## TEXT BLOCK
Flowers Fade... One Woman's Walk through the Word

4.05.2011

Humble AND Gentle AND Patient AND Loving!?!?

I am reading Ephesians now. I'm making my way backward through GEPC (General Electric Power Company, God Eats Peanutbutter Cookies... yes, I know Peanut Butter is two words, but that is how my Young Life leader taught me... or just Galatians/Ephesians/Philippians/Colossians if you prefer to be traditional). I have been enjoying my time going through these books slowly, concentrating on just a few verses a day, and I have a bunch of posts on Philippians and Colossians partially written. I promise I will get them up soon.

But I thought for now, I would focus on today's reading, because today's reading helped me TODAY. Isn't is lovely how God's Word does just that? If we are faithful to read His Word, He is faithful to teach our hearts how to apply it. In Isaiah 55:11 it says: "For as the rain and the snow come down from heaven and do not return there but water the earth, making it bring forth and sprout, giving seed to the sower and bread to the eater so shall my word be that goes out from my mouth; it shall not return to me empty, but it shall accomplish that which I purpose, and shall succeed in the thing for which I sent it. His Word does not return to Him empty. I think sometimes we think this verse just applies to sharing the Gospel with unbelievers. We know that God is at work in people's hearts when we share His Word, whether or not we see results. But the same is true in our own lives. When we read the Word or hear the Word preached, God is at work. Just because I am already a Christian doesn't mean that God's Word has any less of an impact on my life. And today was the perfect example of that.

This morning I read the first part of Ephesians 4, which reads:
I therefore, a prisoner for the Lord, urge you to walk in a manner worthy of the calling to which you have been called, with all humility and gentleness, with patience, bearing with one another in love, eager to maintain the unity of the Spirit in the bond of peace. - Ephesians 4:1-3

Lately, I've been dwelling on this idea of living a life worthy of God's calling. Or at least I thought I had been dwelling on it, until today when my Bible footnotes convicted me of what a worthy life really looks like. The footnotes after this verse kindly pointed out that the life of one striving to love Christ will be marked by humility, gentleness, patience, and love for others DAILY.

Eeek. I happen to struggle quite a bit with some of those traits. Okay, all of them. Why can't it say be disciplined and generous (I'm far from perfect, but I feel like I have a better grasp on those two). But it doesn't say that. It says I should be humble AND gentle AND patient AND loving.  And it's not a grab bag. I can't work on being patient today and focus on loving tomorrow. We are called to be like Christ in His utter humility and His alluring gentleness AND His everlasting patience AND His undserved love EVERY day. Can you say "conviction?"

[Stored items]
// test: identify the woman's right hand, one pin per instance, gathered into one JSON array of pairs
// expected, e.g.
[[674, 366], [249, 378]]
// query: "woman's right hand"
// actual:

## REQUIREMENT
According to the blog post on Ephesians, which books of the Bible do the letters GEPC stand for? These stored items come from a source other than the blog post.

## WORKED SOLUTION
Galatians, Ephesians, Philippians, Colossians